(Check your understanding):
A – Answer these questions from the article on the cervical cancer jab in Oxfordshire:
(i) How many girls aged 12 and 13 have been offered the vaccine?
(ii) When did community health nurses begin going into Oxfordshire schools?
(iii) By what year will all girls aged up to 18 have had the opportunity to have the vaccine?
B – Revise the part of the article on the cervical cancer jab in Oxfordshire that opens with the words "Gill Green, a" and closes with "on their health.", replacing "grand-daughter" with "granddaughter".

(Text excerpt):

....................

Ninety per cent of Oxfordshire's 12 year-olds girls have taken up the offer of a new vaccination against cervical cancer at the first schools to be offered the jab.

Oxfordshire Primary Health Trust say they are already more than halfway through the vaccination programme, which it estimates will save at least four young lives in the county.

There have been reports in other parts of the country of the jab being boycotted, with parents still fearful of vaccines in the aftermath of the MMR controversy. But the trust says that there has been a strong take-up, with the first part of the vaccination programme already completed in South Oxfordshire and in some Oxford schools.

More than 3,500 girls aged 12 and 13 have been offered the vaccine, as part of a nationwide schools programme against a virus that can cause cervical cancer. It will give protection against strains of the human papilloma virus (HPV), considered to be responsible for 70 per cent of cases of cervical cancer, which kills more than 1,000 women a year in Britain.

So far about nine out of ten girls have had the jab, with a number of schools recording a 100 per cent take-up.

But the Government advertising campaign to raise awareness led to complaints from some families, who say they have received too little information too late to make a decision. In a trial last year, a fifth of parents refused permission for the injection.

Anna Hinton, a principal in the Oxfordshire Public Health Directorate, said: "The response in Oxfordshire has been overwhelmingly positive. Community health nurses began going into Oxfordshire schools in the middle of September. All schools will have been offered the vaccine by the end of October."

She said the second dose would be given after half term, with the final one six months later in the year. But some families have expressed anger that parents who oppose the vaccination for this young age group can be over-ridden by their child's agreement.

Gill Green, a retired children's nurse, who lives in Abingdon, said she had initially been pleased that her grand-daughter would be offered protection from HPV.

But she said: "I now share the increasingly deep concern of parents whose 12-year-olds are being asked to make a lifetime decision about a new vaccination which has an unknown long-term effect on their health.

"Although the children have been informed that there is a rare possibility of anaphylactic shock, they have not been advised of the other published side-effects, which include nausea, vomiting, diarrhoea and abdominal pain."

Some parents have complained that the vaccination might make girls less likely to have smear tests and more inclined to have sex at a young age.

But the Oxfordshire PCT said the drug had been rigorously tested in clinical trials. Parents had been provided with leaflets explaining possible side-effects such as a sore arm and stinging.

In November the vaccine will be made available to 17 and 18 year olds in Oxfordshire, with GPs contacting thousands of young women later in the year. GPs will be writing to young women born between September 1990 and the end of August 1991.

A "catch up" programme will also be launched so that by 2011 all girls aged up to 18 will have had the opportunity to have the vaccine.

Jabs, an advisory group that aims to promote understanding about immunisations, has been contacted by anxious parents about the programme.

Its spokeswoman, Jackie Fletcher, said: “I have some concerns that at present young girls and parents cannot make an informed choice about this vaccine as the NHS leaflet gives misleading information.

"The Cervarix vaccine has been tested on a limited number of people, however, in my opinion the real trials begin when a vaccine is rolled out through the general population."

....................

Region pointing items
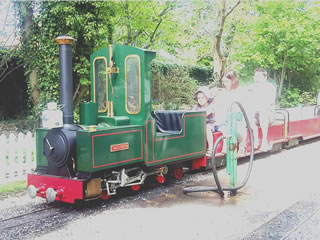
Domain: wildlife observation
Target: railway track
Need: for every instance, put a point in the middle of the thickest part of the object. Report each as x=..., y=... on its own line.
x=36, y=215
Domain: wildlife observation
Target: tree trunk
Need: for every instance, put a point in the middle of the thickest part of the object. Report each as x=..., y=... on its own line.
x=26, y=15
x=219, y=61
x=283, y=73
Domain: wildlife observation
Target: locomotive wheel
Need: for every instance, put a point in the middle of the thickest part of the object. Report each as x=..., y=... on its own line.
x=105, y=195
x=136, y=188
x=178, y=173
x=160, y=179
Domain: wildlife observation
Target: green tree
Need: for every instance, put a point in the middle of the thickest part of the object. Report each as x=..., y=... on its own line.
x=87, y=22
x=282, y=36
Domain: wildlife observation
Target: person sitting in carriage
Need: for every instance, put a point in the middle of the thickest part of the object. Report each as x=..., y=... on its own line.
x=204, y=96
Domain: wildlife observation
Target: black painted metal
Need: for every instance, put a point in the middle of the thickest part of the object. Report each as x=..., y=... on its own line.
x=66, y=84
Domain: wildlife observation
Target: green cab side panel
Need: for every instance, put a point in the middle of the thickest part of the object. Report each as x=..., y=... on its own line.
x=190, y=143
x=100, y=150
x=116, y=86
x=40, y=136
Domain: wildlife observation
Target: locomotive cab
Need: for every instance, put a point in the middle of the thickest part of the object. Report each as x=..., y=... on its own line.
x=121, y=85
x=119, y=141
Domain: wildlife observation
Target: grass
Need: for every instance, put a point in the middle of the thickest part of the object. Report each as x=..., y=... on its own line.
x=13, y=187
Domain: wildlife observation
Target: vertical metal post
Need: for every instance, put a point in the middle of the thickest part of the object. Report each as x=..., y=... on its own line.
x=66, y=83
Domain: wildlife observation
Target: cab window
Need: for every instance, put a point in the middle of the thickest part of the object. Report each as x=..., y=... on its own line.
x=133, y=84
x=100, y=83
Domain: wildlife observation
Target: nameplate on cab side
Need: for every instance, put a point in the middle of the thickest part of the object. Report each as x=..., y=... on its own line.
x=119, y=147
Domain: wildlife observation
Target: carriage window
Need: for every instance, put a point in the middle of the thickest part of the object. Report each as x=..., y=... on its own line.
x=100, y=83
x=133, y=84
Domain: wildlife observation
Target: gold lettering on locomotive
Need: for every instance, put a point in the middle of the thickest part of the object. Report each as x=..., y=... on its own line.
x=119, y=147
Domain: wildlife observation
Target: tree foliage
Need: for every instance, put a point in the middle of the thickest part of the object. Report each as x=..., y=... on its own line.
x=282, y=36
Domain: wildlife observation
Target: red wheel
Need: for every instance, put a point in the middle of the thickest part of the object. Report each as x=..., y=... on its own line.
x=178, y=172
x=136, y=187
x=105, y=195
x=160, y=179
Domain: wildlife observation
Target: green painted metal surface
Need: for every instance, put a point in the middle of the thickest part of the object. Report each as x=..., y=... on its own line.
x=105, y=149
x=88, y=113
x=231, y=158
x=116, y=86
x=40, y=136
x=115, y=121
x=189, y=144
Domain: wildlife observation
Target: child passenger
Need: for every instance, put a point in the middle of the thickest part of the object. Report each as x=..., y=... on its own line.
x=231, y=93
x=204, y=97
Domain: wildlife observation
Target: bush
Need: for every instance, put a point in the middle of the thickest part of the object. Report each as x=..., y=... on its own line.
x=295, y=97
x=174, y=85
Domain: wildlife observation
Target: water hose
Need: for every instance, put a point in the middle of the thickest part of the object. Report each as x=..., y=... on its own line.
x=219, y=189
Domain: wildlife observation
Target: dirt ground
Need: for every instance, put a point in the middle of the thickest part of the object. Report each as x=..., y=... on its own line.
x=280, y=197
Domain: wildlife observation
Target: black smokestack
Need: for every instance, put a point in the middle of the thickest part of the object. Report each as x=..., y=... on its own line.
x=66, y=83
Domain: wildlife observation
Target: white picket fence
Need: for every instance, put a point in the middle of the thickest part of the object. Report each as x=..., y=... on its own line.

....................

(Answers by item):
A –
(i) More than 3,500
(ii) In the middle of September
(iii) 2011

B –
Gill Green, a retired children's nurse, who lives in Abingdon, said she had initially been pleased that her granddaughter would be offered protection from HPV.

But she said: "I now share the increasingly deep concern of parents whose 12-year-olds are being asked to make a lifetime decision about a new vaccination which has an unknown long-term effect on their health.